== Given records ==
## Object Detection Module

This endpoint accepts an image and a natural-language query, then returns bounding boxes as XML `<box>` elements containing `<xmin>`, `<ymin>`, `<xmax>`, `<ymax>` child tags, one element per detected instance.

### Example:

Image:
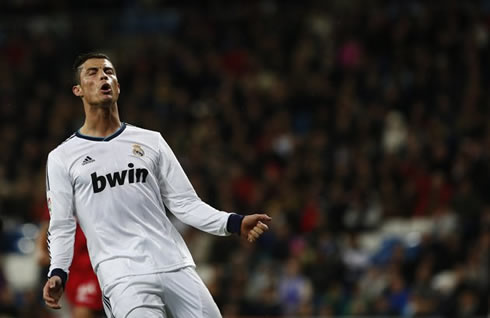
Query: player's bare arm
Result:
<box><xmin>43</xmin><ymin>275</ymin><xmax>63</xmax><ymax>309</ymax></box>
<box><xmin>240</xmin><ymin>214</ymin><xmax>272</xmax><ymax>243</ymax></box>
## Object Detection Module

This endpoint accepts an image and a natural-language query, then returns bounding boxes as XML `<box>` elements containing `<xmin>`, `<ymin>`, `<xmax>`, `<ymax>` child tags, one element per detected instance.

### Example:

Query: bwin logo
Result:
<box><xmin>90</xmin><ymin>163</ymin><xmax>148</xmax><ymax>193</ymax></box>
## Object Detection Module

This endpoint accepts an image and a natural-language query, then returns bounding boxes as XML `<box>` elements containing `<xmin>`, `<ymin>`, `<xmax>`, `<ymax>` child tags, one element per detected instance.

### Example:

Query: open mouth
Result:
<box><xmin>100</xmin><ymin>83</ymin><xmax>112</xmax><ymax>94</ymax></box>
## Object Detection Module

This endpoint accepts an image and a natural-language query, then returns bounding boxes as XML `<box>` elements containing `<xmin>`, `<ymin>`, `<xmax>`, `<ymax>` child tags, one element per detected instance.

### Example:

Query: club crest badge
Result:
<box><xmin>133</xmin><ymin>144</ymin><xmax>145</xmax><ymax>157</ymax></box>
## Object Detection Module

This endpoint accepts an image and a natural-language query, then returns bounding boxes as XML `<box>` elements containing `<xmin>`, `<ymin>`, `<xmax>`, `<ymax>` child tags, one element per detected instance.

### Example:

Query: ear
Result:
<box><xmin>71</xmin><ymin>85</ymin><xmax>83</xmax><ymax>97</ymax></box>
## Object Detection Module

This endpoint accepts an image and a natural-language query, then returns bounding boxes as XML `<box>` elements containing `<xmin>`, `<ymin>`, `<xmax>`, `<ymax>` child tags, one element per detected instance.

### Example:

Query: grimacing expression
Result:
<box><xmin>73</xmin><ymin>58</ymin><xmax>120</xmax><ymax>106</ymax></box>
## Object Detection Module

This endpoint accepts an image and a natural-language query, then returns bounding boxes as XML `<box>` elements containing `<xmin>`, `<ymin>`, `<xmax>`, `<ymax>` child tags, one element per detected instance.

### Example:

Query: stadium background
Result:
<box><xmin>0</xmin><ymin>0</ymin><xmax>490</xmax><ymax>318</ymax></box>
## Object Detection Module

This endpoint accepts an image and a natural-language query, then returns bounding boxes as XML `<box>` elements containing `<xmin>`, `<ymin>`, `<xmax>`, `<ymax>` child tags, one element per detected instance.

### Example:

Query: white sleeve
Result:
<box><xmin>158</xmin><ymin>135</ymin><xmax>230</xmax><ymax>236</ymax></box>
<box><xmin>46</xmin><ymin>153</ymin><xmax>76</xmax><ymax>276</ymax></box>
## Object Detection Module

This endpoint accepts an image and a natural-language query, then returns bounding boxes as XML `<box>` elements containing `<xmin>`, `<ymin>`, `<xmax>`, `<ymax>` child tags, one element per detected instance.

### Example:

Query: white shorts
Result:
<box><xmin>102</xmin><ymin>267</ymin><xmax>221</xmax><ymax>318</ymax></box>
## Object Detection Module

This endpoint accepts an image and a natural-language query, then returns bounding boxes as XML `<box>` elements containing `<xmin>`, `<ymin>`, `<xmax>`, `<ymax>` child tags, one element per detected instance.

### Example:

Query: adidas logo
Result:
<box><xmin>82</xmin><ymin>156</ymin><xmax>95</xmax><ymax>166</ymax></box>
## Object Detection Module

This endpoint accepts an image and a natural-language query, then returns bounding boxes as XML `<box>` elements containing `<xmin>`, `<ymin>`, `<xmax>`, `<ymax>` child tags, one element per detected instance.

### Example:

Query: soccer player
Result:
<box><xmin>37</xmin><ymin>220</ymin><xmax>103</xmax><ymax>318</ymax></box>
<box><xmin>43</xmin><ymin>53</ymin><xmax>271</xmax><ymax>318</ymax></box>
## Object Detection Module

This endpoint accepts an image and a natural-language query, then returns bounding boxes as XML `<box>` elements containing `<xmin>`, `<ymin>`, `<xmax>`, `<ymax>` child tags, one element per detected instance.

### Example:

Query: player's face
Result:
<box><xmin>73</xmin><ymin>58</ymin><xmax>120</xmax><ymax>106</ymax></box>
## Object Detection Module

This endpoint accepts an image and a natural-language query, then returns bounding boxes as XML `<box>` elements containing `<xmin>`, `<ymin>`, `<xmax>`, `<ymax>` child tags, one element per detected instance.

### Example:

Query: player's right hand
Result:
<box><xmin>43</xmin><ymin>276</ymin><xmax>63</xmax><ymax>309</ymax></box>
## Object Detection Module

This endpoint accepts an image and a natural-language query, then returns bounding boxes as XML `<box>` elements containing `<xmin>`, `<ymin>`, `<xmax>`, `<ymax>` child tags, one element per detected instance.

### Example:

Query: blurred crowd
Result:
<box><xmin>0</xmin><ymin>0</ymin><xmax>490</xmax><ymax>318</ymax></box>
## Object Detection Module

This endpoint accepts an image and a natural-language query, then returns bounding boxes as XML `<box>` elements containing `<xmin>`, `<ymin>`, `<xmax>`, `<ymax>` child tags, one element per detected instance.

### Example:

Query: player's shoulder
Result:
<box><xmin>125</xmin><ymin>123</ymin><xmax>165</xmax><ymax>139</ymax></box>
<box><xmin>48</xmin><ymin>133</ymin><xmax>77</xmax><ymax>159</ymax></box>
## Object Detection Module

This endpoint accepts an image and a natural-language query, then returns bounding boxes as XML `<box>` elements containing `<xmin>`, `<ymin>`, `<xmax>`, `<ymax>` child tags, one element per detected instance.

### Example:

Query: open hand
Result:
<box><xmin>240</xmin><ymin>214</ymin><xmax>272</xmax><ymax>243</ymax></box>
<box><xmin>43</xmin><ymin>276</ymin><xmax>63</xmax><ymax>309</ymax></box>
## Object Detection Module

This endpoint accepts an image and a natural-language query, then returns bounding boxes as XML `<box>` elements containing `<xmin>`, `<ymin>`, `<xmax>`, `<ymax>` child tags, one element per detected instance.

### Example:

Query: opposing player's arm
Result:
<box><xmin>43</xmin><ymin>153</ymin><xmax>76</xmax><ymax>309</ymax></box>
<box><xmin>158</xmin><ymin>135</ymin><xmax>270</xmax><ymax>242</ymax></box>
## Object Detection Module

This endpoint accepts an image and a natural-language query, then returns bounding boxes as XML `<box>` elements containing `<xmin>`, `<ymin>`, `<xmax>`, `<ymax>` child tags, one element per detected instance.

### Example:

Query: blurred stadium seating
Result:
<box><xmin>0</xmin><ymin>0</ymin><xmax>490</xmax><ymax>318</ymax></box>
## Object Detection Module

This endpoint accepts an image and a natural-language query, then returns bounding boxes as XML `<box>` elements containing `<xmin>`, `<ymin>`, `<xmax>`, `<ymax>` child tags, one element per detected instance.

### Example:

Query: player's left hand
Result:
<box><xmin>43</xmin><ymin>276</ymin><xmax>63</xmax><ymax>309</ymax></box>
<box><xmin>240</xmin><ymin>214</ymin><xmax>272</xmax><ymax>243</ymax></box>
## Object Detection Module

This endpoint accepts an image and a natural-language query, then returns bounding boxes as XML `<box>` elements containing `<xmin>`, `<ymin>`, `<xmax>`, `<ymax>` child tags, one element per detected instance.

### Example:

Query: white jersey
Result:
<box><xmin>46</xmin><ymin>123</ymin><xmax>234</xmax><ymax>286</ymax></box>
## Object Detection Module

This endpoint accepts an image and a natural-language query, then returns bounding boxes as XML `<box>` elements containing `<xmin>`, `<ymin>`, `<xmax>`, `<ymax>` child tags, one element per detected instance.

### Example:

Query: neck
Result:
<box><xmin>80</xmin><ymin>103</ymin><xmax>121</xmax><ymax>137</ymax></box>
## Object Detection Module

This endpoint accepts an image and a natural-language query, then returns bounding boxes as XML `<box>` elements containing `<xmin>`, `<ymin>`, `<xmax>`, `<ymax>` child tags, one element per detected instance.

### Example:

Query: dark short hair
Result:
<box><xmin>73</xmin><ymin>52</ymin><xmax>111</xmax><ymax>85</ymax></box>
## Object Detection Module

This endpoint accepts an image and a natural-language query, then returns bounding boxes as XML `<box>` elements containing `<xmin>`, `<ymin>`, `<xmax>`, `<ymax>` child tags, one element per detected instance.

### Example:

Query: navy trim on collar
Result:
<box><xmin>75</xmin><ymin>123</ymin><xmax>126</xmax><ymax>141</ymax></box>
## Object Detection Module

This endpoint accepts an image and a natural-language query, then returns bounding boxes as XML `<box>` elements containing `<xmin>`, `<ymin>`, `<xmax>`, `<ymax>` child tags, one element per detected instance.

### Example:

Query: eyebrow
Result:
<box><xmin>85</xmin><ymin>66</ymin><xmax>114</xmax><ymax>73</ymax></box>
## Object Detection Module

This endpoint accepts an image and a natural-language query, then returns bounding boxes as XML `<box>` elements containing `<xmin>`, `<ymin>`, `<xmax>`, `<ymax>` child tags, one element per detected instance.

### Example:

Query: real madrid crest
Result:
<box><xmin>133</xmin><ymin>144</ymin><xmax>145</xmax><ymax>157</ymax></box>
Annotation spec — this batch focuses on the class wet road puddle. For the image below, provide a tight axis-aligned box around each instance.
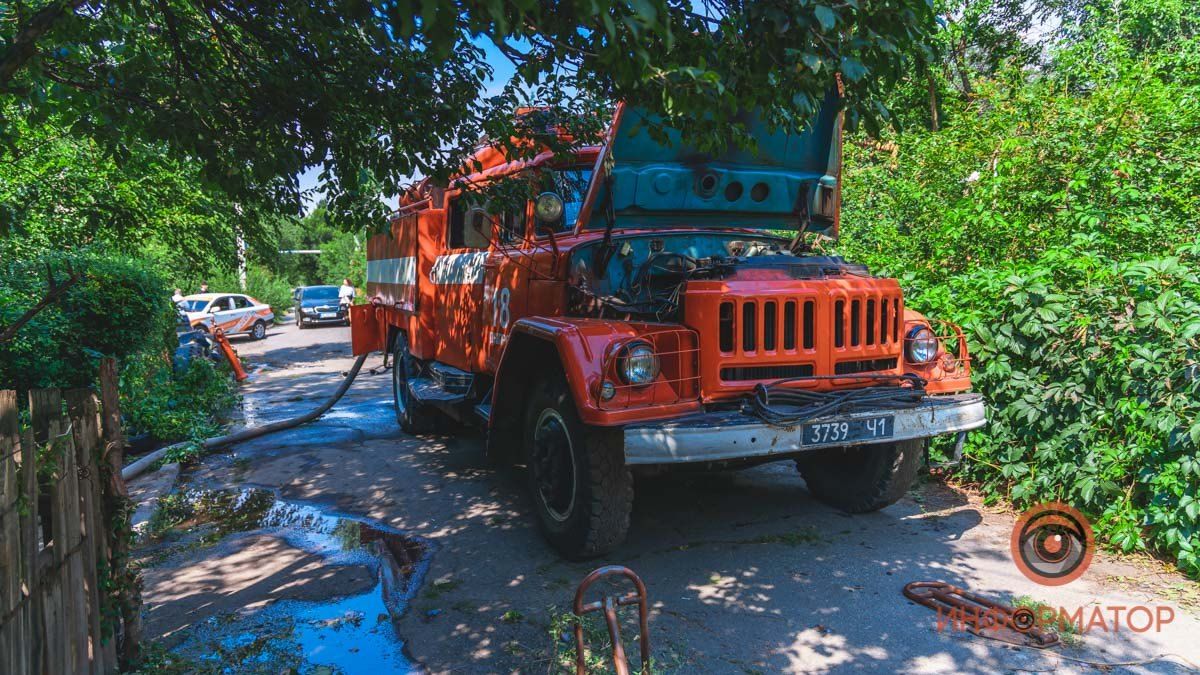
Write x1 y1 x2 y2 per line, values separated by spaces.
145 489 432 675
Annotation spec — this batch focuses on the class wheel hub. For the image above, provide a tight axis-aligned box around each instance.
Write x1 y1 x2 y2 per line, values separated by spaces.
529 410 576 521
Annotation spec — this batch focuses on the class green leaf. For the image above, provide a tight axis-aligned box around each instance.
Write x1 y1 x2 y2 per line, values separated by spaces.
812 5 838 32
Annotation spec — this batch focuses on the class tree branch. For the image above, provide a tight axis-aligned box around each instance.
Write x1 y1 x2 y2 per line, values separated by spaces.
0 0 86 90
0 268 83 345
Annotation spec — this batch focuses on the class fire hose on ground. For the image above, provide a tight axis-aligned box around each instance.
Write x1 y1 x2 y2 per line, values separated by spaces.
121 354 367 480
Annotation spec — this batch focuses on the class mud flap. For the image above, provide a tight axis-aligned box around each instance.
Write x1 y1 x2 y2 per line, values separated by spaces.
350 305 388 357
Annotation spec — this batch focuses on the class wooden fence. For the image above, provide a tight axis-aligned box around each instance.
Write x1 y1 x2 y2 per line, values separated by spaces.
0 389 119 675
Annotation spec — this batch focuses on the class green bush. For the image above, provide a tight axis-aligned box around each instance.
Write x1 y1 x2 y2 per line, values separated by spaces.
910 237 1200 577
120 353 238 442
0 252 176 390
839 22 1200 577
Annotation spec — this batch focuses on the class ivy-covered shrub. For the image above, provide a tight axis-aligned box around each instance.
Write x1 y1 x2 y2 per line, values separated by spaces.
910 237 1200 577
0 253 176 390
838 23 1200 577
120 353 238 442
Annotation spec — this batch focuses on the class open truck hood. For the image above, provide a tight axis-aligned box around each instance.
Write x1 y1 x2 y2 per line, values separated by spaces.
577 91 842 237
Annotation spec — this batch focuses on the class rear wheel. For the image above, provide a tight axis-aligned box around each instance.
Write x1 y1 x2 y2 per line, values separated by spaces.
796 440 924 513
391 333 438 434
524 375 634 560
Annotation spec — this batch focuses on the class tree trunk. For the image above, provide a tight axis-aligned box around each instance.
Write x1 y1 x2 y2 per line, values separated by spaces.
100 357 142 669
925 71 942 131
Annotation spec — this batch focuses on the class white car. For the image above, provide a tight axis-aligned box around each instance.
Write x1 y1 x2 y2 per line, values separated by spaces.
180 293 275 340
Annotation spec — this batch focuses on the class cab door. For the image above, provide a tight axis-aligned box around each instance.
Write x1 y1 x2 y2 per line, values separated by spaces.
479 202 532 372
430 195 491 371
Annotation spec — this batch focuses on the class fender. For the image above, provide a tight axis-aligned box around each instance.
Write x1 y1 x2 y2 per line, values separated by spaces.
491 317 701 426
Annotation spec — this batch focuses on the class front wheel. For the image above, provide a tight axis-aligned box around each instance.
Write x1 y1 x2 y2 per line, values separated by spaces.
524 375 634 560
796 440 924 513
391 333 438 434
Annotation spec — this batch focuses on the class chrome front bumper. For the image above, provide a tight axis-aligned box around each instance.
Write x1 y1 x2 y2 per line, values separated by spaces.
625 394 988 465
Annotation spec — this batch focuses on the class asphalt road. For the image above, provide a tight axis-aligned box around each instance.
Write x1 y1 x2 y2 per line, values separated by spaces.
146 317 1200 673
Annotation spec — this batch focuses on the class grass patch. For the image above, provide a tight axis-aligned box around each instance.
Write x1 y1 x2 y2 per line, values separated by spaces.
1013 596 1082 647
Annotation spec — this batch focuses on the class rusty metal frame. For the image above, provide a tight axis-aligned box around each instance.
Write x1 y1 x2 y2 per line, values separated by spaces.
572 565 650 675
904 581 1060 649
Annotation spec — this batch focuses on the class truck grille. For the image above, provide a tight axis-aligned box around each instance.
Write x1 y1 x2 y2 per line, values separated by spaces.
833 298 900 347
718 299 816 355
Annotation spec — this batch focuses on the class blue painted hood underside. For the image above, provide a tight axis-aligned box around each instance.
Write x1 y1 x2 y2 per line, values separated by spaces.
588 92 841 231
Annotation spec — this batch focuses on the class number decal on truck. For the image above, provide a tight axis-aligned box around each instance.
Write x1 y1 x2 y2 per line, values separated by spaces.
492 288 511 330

== Task to carry out ==
Express the lines from the one containing "Annotation spec — this batch focuses on the class chrome" through the one containing "625 394 988 465", both included, as a JSON list of strings with one string per line and blank lines omitted.

== Reply to the task ==
[
  "Annotation spec — this batch focuses on the class chrome front bumper. For the image above, provide a tight axis-aligned box around each instance.",
  "Write x1 y1 x2 y2 per line, values separated by spaces.",
  "625 394 988 465"
]